* _Aim of the exercise_
In the respiratory toxicity abstract below, name every chemical included in the NOAEL rank ordering.

* _Passage shown_
'''

Development of a Subacute 28-Day Respiratory Toxicity Assay Using an In Vitro Human Airway Model (Abstract ID: 957) P06 In Vitro Testing
George R. Jackson, Jr., Michelle Debatis, Mitchell Klausner, Anna G. Maione, Patrick J. Hayden
MatTek Corporation, Ashland, MA, USA
Abstract
Knowledge of subacute (28-day) respiratory toxicity potential is an important component of establishing safe use of chemicals and consumer products. The current work describes efforts to develop an alternative, non-animal method for determining subacute respiratory toxicity using the EpiAirway™ in vitro human airway model. Initial acute toxicity experiments were conducted by exposing EpiAirway tissues to four concentrations of test chemicals via apical application using either aqueous or corn oil vehicles for three hours. After exposure, the test chemicals were rinsed off and the tissues were incubated for an additional 21 hours. An IC75 concentration (concentration required to reduce the endpoint value to 75% of vehicle exposed controls) was determined from the dose-response data using barrier function (determined by measuring transepithelial electrical resistance (TEER)) and tissue viability (MTT assay) as endpoints. Based on the determined acute IC75 value, EpiAirway tissues were exposed to additional serial dilutions of the test chemicals, using the IC75 as the baseline dose. Tissues were apically exposed for three hours, followed by rinsing, every Monday, Wednesday and Friday, with TEER measured prior to each dose application. Experiments were continued for at least 30 days to determine no-observed-adverse-effect level (NOAEL) doses.  Rank ordering of NOAEL levels obtained for 8 chemicals was as follows: formaldehyde << butyl amine < oxalic acid << vinyl acetate < morpholine < methyl methacrylate << dimethylacetamide < ethanol. Expansion of the data set to include additional chemicals of different classes, chemical structures and physical properties is ongoing. These results indicate that in vitro airway tissue models using TEER as a convenient non-destructive endpoint are a promising alternative to animal tests for assessment of subacute 28-day respiratory toxicity and NOAELs. With further in vivo correlation and validation, this test may be a useful non-animal alternative for determining safe human subacute exposure levels for inhaled chemicals.

'''

(Photo-based referring expression data)
'''

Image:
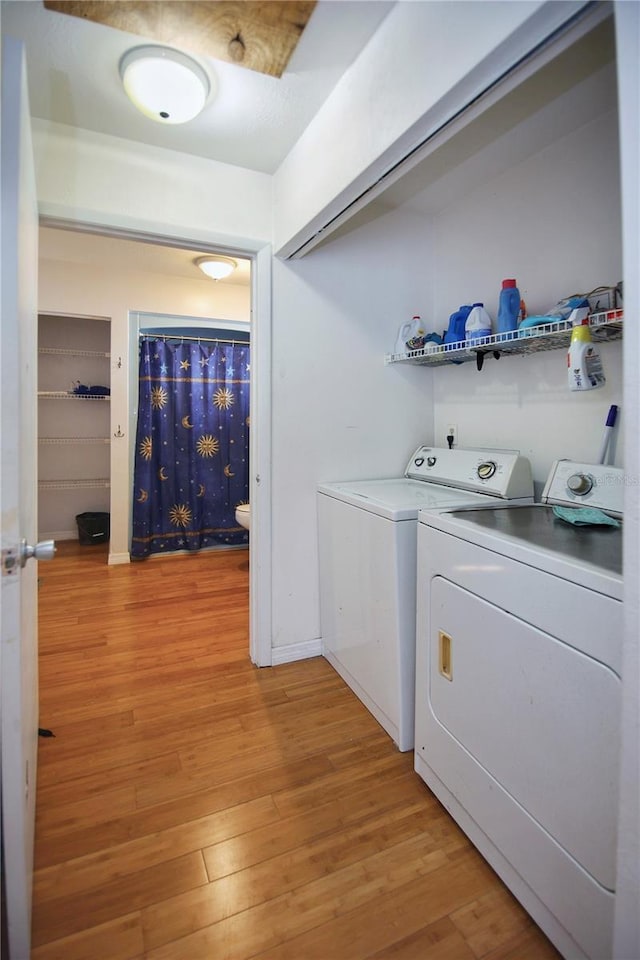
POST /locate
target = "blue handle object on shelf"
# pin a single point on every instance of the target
(608, 432)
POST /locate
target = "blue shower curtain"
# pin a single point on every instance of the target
(192, 446)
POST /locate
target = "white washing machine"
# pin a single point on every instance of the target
(518, 695)
(367, 552)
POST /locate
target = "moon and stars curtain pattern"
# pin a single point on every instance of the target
(192, 446)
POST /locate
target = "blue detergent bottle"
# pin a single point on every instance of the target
(508, 309)
(478, 324)
(455, 335)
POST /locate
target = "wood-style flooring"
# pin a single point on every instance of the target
(193, 807)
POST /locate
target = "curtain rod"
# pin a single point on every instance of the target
(174, 336)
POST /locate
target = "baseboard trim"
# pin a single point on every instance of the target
(59, 535)
(115, 558)
(296, 651)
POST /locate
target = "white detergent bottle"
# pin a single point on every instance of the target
(478, 324)
(412, 328)
(584, 366)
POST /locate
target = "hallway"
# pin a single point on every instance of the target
(192, 806)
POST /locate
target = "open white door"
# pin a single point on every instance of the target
(18, 371)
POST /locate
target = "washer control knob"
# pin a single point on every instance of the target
(486, 469)
(580, 484)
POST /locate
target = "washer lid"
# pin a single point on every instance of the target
(399, 499)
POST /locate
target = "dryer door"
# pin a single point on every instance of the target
(541, 718)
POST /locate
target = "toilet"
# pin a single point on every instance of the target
(243, 515)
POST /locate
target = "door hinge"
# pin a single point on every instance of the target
(10, 562)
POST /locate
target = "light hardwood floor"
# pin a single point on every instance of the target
(193, 807)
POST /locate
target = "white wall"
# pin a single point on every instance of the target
(425, 61)
(553, 223)
(83, 290)
(337, 411)
(627, 918)
(90, 177)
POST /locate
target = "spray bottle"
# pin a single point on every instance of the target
(583, 360)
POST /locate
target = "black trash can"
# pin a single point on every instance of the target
(92, 528)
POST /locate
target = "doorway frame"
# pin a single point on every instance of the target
(259, 252)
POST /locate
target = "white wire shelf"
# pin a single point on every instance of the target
(74, 440)
(553, 336)
(69, 352)
(65, 395)
(73, 484)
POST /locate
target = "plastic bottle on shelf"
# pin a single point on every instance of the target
(455, 334)
(412, 328)
(478, 323)
(584, 366)
(508, 308)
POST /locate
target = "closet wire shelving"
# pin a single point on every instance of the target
(604, 327)
(93, 484)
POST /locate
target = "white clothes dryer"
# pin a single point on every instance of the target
(518, 694)
(367, 552)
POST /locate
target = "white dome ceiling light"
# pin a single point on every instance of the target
(164, 84)
(217, 268)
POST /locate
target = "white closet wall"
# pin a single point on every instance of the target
(73, 431)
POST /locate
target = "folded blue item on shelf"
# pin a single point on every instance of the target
(562, 311)
(82, 390)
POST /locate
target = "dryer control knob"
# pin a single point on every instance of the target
(486, 469)
(580, 484)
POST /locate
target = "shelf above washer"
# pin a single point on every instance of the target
(73, 484)
(73, 440)
(553, 336)
(65, 395)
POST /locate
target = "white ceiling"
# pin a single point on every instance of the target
(252, 121)
(120, 255)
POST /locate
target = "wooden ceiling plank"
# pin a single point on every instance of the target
(268, 30)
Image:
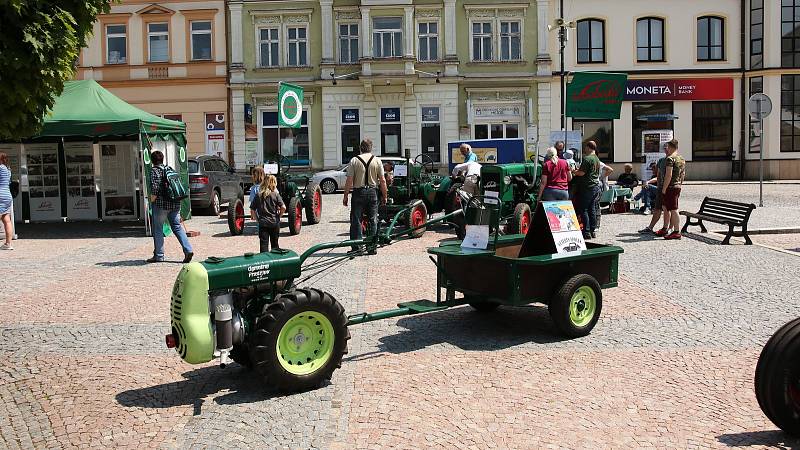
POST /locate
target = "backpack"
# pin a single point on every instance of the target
(175, 190)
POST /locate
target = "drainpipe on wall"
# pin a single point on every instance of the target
(744, 145)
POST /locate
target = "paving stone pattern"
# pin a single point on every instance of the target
(669, 365)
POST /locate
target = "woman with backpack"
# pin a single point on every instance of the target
(267, 208)
(166, 206)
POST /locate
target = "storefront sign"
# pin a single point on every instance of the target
(350, 115)
(390, 114)
(595, 95)
(680, 89)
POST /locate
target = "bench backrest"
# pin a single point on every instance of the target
(739, 212)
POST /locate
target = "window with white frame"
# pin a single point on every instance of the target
(268, 47)
(348, 42)
(387, 37)
(116, 44)
(201, 40)
(297, 46)
(157, 42)
(510, 41)
(481, 41)
(428, 35)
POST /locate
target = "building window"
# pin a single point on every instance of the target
(428, 33)
(599, 131)
(712, 130)
(431, 134)
(268, 47)
(790, 35)
(510, 41)
(351, 133)
(116, 44)
(348, 43)
(649, 116)
(293, 143)
(756, 87)
(710, 39)
(390, 131)
(790, 113)
(297, 46)
(650, 39)
(201, 40)
(756, 34)
(591, 41)
(481, 41)
(157, 42)
(387, 37)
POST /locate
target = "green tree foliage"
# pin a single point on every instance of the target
(40, 42)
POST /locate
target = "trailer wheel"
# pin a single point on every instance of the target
(314, 207)
(295, 212)
(417, 217)
(236, 217)
(576, 305)
(299, 340)
(777, 378)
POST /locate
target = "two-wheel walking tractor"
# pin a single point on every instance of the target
(252, 310)
(297, 197)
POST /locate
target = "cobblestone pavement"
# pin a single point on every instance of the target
(669, 365)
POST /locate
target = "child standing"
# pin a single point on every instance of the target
(267, 208)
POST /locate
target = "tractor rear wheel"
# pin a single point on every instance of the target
(522, 219)
(314, 206)
(299, 340)
(576, 306)
(236, 217)
(777, 378)
(295, 212)
(417, 217)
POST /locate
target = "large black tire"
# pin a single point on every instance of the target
(522, 219)
(587, 306)
(314, 206)
(236, 218)
(777, 378)
(264, 339)
(215, 205)
(417, 216)
(295, 212)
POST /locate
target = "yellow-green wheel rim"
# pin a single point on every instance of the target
(305, 343)
(582, 306)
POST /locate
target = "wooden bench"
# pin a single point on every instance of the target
(724, 212)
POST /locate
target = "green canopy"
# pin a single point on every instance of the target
(85, 108)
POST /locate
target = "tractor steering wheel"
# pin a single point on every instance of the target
(425, 161)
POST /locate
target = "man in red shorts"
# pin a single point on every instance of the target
(670, 190)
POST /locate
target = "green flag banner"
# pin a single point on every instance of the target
(290, 105)
(595, 95)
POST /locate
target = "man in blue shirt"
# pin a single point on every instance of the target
(466, 152)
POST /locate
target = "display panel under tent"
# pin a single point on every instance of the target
(91, 160)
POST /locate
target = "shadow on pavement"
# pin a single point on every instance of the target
(468, 329)
(244, 386)
(772, 438)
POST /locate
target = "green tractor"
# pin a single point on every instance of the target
(516, 186)
(295, 197)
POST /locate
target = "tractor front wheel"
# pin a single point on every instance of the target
(576, 306)
(777, 379)
(299, 340)
(236, 217)
(295, 212)
(314, 206)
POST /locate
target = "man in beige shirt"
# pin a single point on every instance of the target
(364, 176)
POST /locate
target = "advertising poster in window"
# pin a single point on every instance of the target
(43, 182)
(81, 193)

'''

* _Worked solution_
Formaldehyde, butyl amine, oxalic acid, vinyl acetate, morpholine, methyl methacrylate, dimethylacetamide, and ethanol.